-- begin Text excerpt --

# Why no gender icon in new site



## Pudsey_Bear (Sep 25, 2008)

No comment, (not allowed it seems > > ) but we used to have it, and I tend to forget the gender of some usernames, so it was useful sometimes to know as the reply might differ for those of the girl persuasion.

I suppose some idiot will ask why it makes a difference :roll:


----------



## greygit (Apr 15, 2007)

Kev_n_Liz said:


> No comment, (not allowed it seems > > ) but we used to have it, and I tend to forget the gender of some usernames, so it was useful sometimes to know as the reply might differ for those of the girl persuasion.
> 
> I suppose some idiot will ask why it makes a difference :roll:


 What difference does it make? :wink2:


----------



## HermanHymer (Dec 5, 2008)

It might remind some posters not to speak to women like they are blokes. 


Not that that deterred some persons (who shall remain anonymous) even when the icon was there!

-- end Text excerpt --
-- begin Data provided --

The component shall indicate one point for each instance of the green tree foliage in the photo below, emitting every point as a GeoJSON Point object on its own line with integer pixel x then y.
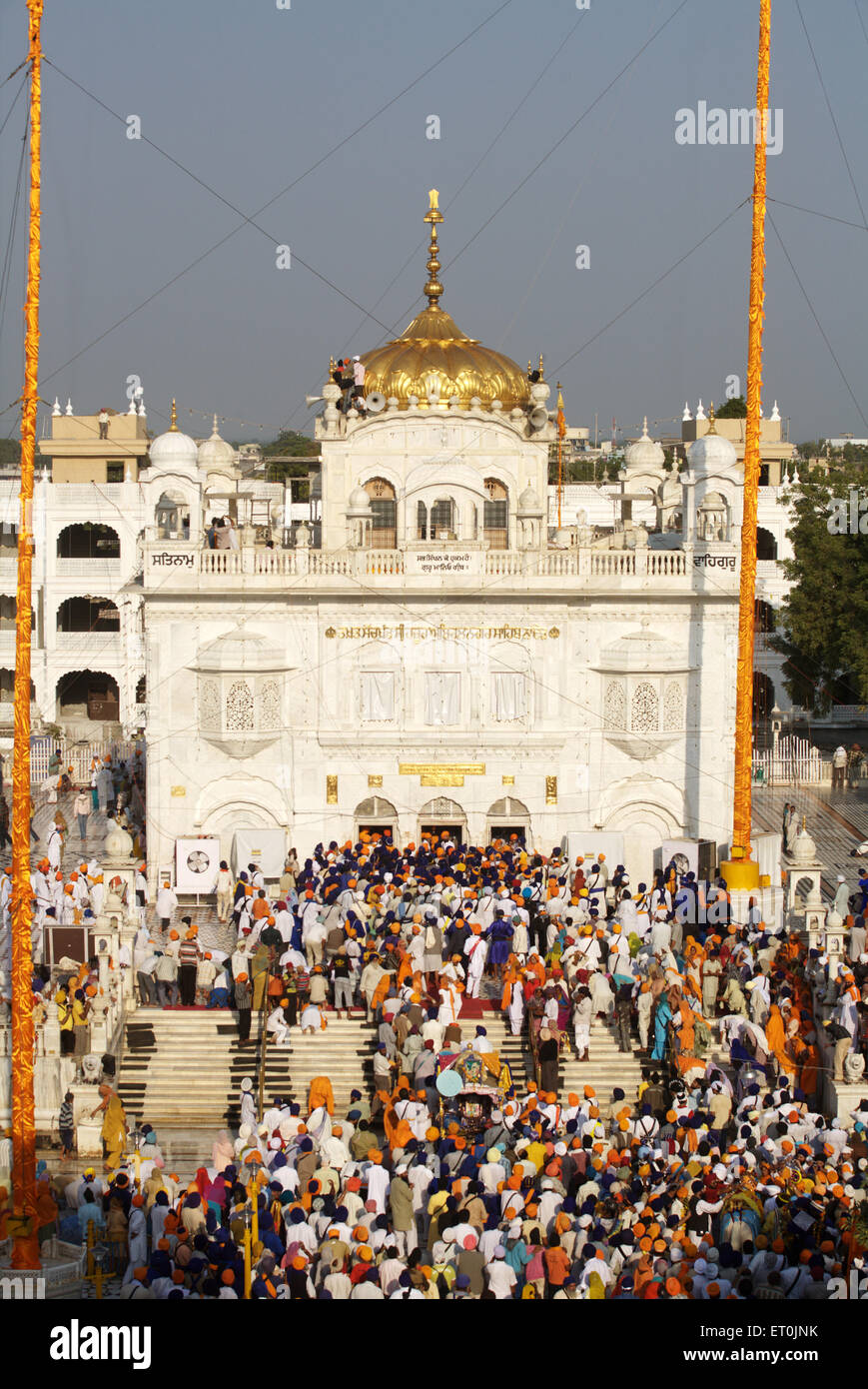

-- end Data provided --

Exercise instructions: Pick up the forum thread about the missing gender icon after its final sentence and continue it.

The reply:
----------



## daffodil (Aug 7, 2014)

HermanHymer said:


> It might remind some posters not to speak to women like they are blokes.
> 
> Not that that deterred some persons (who shall remain anonymous) even when the icon was there!


A very valid point, I actually did that when I first started, and was mortified to have made that mistake, I think the gender thing is important for newbies

but surely if we speak nicely to each other and dont swear and cuss all over the place it would make the site more comfortable for every one me included

as I hate bad language full stop :crying:


----------



## Pudsey_Bear (Sep 25, 2008)

greygit said:


> What difference does it make? :wink2:


Awww, I wanted an idiot, ah well you'll do 

Simple really, I was just about to comment on another thread "star man" then realised I hadn't a clue which they were, so had to just say thank you.

Otherwise I treat each and everyone of you with the same lack of respect


----------



## Pudsey_Bear (Sep 25, 2008)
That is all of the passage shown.